§ **Consegna 1**:
Aggiorna il brano su Sturzo: riscrivi la parte che comincia con "Il lungo percorso" e prosegue fino a "dei cattolici italiani.", mettendo "autorità ecclesiastiche" al posto di "gerarchie".
§ **Consegna 2**:
Estrai dai record tutte le righe in cui compare la stringa "rifle".

§ **Brano scelto**:
================================

Il lungo percorso compiuto da don Luigi Sturzo che lo condurrà il 18 gennaio del 1919 a fondare il Partito Popolare ebbe inizio almeno un quindicennio prima, con lo storico discorso di Caltagirone del 24 dicembre del 1905. In quella occasione, Sturzo manifestò l’intenzione di dar vita a un partito che avesse un respiro nazionale, di ispirazione cristiana, ma nel contempo aconfessionale, laico e autonomo dalle gerarchie. Per questa ragione, il partito che immaginava Sturzo non si sarebbe dovuto fregiare dell’aggettivo cattolico. L’aconfessionalità del progetto sturziano rifiutava alla radice ogni tentazione di fare di un eventuale partito il “braccio secolare” delle gerarchie, ma rigettava anche la pretesa di rappresentare l’unità politica dei cattolici italiani.

Siamo giunti al 18 gennaio del 1919, l’idea diventa fatto. Contro la tendenza a fare dei cattolici la stampella di altre offerte politiche, negoziando seggi, come ad esempio con il Patto Gentiloni relativo alle elezioni del 1913, nasce il Partito Popolare che non era né un partito cattolico, né il partito dei cattolici, ma un partito di cattolici che si appellava «a tutti gli uomini liberi e forti», per dar vita ad un partito autonomo. Ecco come il sacerdote di Caltagirone ricorda la fondazione del partito: «Era mezzanotte quando ci separammo e spontaneamente […] passando davanti la Chiesa dei santi Apostoli picchiammo alla porta: c’era l’adorazione notturna. […] Durante quest’ora di adorazione rievocai tutta la tragedia della mia vita. Non avevo mai chiesto nulla, non cercavo nulla, ero rimasto semplice prete […]. Accettavo la nuova carica di capo del partito popolare con la amarezza nel cuore, ma come un apostolato, come un sacrificio».

All’Appello seguiva un programma articolato in dodici punti, dove gli aspetti di politica interna erano espressi dalla promozione per l’integrità della famiglia, il voto alle donne, l’assistenza e la protezione dell’infanzia, nonché l’attuazione di una legislazione sociale, improntata alla cooperazione, alla riforma tributaria, alla riforma agraria, al decentramento amministrativo e alla libertà d’insegnamento. Sul fronte della politica estera, il programma del Partito Popolare si mostrava apertamente internazionalista, accettando i Quattordici punti di Wilson e dichiarandosi favorevole all’adesione alla Società delle Nazioni.

================================

§ **Dati da usare**:
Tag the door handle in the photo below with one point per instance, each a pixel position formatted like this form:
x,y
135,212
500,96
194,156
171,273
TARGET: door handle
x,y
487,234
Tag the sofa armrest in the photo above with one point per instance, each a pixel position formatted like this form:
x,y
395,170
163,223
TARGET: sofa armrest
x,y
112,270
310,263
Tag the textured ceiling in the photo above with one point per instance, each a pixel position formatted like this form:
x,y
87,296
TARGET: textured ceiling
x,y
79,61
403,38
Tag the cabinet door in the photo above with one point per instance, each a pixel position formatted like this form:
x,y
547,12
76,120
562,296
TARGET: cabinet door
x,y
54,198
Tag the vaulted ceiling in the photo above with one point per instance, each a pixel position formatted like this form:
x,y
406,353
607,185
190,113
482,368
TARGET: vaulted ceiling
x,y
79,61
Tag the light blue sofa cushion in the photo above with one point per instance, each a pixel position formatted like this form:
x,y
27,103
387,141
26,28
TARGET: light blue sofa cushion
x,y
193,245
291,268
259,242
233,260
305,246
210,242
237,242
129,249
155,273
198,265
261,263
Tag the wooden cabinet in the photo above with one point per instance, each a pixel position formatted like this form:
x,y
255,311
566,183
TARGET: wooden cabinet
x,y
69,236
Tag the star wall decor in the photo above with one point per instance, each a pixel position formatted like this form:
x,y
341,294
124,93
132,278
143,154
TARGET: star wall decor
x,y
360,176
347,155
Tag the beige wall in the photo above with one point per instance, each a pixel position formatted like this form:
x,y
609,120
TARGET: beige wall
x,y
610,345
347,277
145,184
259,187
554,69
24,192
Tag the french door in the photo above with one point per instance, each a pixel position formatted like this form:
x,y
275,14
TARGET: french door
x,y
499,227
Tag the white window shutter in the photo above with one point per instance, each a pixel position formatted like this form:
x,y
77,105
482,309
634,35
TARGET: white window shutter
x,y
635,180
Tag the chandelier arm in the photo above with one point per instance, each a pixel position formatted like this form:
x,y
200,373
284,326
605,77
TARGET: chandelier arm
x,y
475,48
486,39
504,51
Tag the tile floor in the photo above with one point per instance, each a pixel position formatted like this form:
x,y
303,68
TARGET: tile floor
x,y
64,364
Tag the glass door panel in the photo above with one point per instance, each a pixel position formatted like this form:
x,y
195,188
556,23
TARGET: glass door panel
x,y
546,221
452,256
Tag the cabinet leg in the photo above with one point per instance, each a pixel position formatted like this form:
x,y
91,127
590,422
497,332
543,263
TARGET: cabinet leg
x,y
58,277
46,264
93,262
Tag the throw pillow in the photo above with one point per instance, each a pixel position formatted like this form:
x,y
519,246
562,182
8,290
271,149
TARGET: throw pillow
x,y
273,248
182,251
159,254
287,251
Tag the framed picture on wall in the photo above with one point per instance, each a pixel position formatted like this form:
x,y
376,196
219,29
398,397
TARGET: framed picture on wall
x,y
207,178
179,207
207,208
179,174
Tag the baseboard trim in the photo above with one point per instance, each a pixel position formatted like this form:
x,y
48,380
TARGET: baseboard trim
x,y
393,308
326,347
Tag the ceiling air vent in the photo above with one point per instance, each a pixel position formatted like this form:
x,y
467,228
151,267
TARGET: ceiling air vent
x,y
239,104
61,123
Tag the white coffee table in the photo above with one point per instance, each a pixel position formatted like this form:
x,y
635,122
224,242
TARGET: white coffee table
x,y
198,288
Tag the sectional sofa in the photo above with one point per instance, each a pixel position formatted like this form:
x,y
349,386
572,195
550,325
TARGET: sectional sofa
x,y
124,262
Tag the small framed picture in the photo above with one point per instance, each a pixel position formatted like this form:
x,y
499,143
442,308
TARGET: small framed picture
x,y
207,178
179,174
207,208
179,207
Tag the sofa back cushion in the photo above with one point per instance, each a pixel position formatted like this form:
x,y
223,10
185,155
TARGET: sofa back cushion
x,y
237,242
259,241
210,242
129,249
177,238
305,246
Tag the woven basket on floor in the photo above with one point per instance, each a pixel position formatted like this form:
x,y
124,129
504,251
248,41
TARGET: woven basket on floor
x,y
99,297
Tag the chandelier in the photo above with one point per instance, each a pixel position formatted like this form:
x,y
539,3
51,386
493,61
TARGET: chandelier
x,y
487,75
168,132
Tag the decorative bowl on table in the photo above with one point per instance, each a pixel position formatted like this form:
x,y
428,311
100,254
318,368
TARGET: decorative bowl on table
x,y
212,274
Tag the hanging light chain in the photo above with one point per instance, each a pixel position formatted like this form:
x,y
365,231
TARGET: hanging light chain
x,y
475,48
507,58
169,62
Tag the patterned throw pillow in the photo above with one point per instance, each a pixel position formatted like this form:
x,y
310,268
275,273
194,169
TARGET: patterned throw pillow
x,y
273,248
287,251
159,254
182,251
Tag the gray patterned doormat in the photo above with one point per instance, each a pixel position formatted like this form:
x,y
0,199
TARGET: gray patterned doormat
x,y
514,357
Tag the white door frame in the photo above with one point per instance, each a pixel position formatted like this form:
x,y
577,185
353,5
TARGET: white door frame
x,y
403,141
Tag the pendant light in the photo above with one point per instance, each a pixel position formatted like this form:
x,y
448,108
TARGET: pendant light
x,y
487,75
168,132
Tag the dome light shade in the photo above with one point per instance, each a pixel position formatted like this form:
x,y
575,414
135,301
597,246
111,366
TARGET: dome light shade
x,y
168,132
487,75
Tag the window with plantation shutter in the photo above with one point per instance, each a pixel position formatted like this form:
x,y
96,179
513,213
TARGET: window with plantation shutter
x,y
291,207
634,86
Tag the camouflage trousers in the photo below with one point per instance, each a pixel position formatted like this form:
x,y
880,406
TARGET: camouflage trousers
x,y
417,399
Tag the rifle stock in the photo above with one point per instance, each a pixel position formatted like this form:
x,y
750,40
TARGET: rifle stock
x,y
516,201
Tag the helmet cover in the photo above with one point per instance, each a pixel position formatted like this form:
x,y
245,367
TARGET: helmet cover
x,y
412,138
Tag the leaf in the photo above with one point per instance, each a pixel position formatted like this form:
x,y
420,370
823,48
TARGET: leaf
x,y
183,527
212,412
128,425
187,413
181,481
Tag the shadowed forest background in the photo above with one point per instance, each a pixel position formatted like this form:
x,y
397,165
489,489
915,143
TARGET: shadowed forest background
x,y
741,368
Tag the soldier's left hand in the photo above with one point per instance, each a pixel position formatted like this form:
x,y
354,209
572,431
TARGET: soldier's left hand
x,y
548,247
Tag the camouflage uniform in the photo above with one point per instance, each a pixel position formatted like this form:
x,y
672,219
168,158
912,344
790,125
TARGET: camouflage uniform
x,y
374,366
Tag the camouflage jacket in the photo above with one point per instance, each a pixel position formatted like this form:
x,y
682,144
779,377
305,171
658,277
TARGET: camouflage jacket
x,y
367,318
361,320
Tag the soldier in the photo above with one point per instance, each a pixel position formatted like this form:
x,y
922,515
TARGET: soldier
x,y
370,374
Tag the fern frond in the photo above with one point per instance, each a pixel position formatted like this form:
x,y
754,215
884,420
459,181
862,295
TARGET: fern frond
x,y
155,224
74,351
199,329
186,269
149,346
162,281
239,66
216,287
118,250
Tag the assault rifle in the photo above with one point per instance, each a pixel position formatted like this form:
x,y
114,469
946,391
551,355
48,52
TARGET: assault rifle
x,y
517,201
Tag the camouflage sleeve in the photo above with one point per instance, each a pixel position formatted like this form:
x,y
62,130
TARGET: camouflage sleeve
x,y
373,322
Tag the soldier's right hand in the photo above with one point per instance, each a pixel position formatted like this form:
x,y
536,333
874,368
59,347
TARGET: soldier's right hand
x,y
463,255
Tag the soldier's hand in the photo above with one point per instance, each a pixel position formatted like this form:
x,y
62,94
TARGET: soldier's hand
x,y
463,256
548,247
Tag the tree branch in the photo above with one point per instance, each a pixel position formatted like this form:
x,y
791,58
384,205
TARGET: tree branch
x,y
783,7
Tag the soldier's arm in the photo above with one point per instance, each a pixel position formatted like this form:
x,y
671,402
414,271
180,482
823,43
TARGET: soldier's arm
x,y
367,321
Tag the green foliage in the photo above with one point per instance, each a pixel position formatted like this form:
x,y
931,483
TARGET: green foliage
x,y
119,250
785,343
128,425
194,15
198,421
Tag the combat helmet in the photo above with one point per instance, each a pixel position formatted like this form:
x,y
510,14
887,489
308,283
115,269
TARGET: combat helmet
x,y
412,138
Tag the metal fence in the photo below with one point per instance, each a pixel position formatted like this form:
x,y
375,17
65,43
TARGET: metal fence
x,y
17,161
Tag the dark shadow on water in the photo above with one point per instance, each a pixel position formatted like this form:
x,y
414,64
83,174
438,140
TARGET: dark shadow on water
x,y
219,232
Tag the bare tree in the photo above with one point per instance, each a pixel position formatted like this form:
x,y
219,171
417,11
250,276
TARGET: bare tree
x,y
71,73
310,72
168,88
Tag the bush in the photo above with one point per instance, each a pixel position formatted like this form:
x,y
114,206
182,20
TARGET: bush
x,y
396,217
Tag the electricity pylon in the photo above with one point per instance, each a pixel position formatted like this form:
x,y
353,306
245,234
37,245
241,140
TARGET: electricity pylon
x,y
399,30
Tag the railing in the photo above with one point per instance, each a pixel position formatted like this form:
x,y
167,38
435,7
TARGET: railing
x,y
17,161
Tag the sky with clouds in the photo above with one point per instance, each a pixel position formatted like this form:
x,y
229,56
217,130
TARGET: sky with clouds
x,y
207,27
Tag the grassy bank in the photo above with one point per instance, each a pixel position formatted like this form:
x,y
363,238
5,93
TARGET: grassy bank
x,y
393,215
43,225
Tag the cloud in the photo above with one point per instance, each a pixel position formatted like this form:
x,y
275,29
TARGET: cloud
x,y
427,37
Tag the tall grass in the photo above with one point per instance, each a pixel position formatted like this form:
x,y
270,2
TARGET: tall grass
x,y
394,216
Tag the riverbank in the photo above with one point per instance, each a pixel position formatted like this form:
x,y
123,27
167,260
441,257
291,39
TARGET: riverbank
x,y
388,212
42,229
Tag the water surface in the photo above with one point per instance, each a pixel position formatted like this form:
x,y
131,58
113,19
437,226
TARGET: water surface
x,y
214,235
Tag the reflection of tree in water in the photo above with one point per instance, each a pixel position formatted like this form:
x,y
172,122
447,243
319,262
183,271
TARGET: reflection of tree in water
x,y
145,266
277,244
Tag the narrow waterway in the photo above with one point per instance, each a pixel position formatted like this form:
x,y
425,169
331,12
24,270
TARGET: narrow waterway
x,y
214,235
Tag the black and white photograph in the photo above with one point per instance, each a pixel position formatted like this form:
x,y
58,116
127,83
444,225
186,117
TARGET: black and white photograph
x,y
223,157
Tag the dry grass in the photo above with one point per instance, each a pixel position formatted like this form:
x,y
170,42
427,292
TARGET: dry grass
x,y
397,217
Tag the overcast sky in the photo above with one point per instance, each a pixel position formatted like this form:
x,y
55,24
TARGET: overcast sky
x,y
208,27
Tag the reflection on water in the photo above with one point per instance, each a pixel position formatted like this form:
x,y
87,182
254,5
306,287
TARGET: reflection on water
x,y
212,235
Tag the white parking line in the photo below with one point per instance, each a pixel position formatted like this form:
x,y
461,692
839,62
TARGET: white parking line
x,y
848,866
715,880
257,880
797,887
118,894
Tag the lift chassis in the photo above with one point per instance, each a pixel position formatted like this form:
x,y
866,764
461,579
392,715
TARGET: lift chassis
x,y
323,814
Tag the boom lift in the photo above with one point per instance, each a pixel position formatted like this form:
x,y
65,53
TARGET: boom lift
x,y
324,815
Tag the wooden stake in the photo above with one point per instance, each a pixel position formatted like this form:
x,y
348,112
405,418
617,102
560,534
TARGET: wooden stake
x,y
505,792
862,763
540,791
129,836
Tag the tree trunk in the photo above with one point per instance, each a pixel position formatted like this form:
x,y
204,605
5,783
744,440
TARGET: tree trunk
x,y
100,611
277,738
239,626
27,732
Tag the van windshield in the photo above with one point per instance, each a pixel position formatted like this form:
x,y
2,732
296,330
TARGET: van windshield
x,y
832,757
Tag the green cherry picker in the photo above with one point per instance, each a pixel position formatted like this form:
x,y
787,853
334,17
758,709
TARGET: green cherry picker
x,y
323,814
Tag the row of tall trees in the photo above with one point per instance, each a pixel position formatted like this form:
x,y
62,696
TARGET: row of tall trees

================================

§ **Esito del compito 1**:
Il lungo percorso compiuto da don Luigi Sturzo che lo condurrà il 18 gennaio del 1919 a fondare il Partito Popolare ebbe inizio almeno un quindicennio prima, con lo storico discorso di Caltagirone del 24 dicembre del 1905. In quella occasione, Sturzo manifestò l’intenzione di dar vita a un partito che avesse un respiro nazionale, di ispirazione cristiana, ma nel contempo aconfessionale, laico e autonomo dalle autorità ecclesiastiche. Per questa ragione, il partito che immaginava Sturzo non si sarebbe dovuto fregiare dell’aggettivo cattolico. L’aconfessionalità del progetto sturziano rifiutava alla radice ogni tentazione di fare di un eventuale partito il “braccio secolare” delle autorità ecclesiastiche, ma rigettava anche la pretesa di rappresentare l’unità politica dei cattolici italiani.

§ **Esito del compito 2**:
Tag the rifle stock in the photo above with one point per instance, each a pixel position formatted like this form:
TARGET: rifle stock
Tag the assault rifle in the photo above with one point per instance, each a pixel position formatted like this form:
TARGET: assault rifle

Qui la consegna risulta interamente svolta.